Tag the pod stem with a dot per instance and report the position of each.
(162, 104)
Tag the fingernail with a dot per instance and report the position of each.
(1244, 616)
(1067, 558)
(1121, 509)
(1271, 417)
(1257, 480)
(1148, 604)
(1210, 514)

### Problem description:
Update the records by replacing "a dot per instance" with "one point for each occurrence", and write all of them out again with nothing else changed.

### Reply to the exercise:
Tag the pod stem with one point for each occurrence and report the position of each.
(162, 104)
Tag the fingernail with one point for each occurrence and report the position of each.
(1244, 616)
(1067, 558)
(1121, 509)
(1271, 417)
(1257, 480)
(1148, 604)
(1210, 514)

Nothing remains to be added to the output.